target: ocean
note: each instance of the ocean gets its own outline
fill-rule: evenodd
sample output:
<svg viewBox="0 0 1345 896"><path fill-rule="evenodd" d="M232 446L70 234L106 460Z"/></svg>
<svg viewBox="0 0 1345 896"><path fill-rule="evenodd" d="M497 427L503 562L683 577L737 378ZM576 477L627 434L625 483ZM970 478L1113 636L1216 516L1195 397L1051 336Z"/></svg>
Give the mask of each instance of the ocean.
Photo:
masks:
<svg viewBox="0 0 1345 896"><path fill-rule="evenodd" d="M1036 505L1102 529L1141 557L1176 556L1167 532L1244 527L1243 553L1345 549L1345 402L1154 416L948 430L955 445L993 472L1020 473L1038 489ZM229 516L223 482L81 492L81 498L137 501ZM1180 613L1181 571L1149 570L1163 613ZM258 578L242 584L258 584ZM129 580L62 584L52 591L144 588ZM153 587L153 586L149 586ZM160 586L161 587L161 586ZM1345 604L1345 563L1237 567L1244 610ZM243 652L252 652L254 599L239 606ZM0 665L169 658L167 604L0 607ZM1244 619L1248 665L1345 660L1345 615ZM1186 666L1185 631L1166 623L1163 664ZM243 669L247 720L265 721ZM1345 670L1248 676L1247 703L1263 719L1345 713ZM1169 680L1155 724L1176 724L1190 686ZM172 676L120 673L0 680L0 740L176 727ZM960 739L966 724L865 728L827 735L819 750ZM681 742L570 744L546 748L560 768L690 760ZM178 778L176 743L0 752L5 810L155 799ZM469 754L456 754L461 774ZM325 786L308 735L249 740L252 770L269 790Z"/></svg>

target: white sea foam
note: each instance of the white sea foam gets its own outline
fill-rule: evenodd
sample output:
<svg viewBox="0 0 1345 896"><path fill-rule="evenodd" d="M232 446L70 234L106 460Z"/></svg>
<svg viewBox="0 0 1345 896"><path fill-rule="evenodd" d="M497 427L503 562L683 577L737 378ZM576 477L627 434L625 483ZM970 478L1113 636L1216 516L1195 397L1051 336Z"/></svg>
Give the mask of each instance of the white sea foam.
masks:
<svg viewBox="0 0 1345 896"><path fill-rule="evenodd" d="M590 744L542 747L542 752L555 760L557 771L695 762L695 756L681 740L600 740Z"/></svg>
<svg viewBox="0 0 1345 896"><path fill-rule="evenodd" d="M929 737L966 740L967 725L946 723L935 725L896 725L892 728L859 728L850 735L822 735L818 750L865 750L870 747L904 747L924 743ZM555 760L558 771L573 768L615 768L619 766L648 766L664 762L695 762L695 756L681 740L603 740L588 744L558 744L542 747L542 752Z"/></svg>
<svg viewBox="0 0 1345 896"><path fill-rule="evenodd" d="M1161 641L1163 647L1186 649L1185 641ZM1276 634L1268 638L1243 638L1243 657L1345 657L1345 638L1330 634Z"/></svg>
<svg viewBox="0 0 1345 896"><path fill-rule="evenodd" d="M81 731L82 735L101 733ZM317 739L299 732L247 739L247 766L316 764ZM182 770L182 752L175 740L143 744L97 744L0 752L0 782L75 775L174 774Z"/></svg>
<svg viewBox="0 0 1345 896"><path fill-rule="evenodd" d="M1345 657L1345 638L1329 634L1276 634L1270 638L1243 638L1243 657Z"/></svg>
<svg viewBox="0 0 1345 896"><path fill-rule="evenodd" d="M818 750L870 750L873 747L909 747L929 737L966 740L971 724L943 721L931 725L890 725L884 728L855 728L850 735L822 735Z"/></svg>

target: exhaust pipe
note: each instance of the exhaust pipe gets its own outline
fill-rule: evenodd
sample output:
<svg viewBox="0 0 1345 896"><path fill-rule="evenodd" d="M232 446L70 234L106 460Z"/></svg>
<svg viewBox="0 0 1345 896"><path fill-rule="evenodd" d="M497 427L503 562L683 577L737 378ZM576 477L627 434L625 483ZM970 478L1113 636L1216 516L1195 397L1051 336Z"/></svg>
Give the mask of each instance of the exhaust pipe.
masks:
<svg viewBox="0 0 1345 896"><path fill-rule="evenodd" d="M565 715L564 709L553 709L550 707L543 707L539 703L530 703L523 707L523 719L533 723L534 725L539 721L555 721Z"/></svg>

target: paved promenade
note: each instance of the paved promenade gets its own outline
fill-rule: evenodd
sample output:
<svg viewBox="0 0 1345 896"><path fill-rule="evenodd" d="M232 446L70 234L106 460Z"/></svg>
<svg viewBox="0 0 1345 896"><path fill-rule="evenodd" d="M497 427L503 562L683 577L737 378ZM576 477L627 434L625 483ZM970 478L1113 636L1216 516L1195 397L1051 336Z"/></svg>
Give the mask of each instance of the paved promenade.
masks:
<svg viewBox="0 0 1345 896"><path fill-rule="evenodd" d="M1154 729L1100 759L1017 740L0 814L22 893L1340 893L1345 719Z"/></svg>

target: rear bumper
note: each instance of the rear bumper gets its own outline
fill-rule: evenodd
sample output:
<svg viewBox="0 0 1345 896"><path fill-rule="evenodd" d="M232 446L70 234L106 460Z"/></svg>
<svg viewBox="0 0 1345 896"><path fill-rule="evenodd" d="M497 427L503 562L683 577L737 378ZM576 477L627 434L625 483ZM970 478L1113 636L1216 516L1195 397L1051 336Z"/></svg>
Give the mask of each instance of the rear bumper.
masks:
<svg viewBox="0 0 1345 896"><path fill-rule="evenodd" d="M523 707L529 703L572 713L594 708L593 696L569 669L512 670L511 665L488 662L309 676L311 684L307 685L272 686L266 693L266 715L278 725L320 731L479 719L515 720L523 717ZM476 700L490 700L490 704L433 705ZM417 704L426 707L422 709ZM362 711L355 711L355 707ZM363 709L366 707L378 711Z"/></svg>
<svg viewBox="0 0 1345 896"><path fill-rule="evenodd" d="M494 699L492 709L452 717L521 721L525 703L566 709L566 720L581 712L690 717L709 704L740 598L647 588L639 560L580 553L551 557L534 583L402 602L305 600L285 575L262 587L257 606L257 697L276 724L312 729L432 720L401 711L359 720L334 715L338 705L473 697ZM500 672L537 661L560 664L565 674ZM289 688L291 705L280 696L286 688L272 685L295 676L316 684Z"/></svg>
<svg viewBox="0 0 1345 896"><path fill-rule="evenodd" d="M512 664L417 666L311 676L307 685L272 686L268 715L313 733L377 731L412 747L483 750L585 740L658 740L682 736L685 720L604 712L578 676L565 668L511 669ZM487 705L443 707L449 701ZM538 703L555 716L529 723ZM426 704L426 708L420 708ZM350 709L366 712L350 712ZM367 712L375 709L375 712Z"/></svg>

[Your goal] Please rename "rear bumper" to "back bumper" in the lines starting with the line containing "target: rear bumper" and going on through the line containing "707L529 703L572 713L594", leaving everything else unchanged. Return only those lines.

[Full solution]
target: back bumper
note: each instance of the back bumper gets its own outline
fill-rule: evenodd
sample output:
<svg viewBox="0 0 1345 896"><path fill-rule="evenodd" d="M232 446L70 234L106 460Z"/></svg>
<svg viewBox="0 0 1345 896"><path fill-rule="evenodd" d="M497 427L503 562L683 577L737 378ZM576 477L627 434L625 483ZM970 478L1113 636L1216 516L1195 397L1051 336Z"/></svg>
Give the mask of each instance of the back bumper.
masks:
<svg viewBox="0 0 1345 896"><path fill-rule="evenodd" d="M523 707L529 703L572 713L594 708L593 696L569 669L512 670L511 665L488 662L309 676L311 684L307 685L272 686L266 693L266 715L278 725L320 731L479 719L515 720L523 717ZM476 700L490 700L490 704L433 705ZM417 704L426 707L422 709ZM362 711L355 711L355 707ZM363 709L366 707L378 711Z"/></svg>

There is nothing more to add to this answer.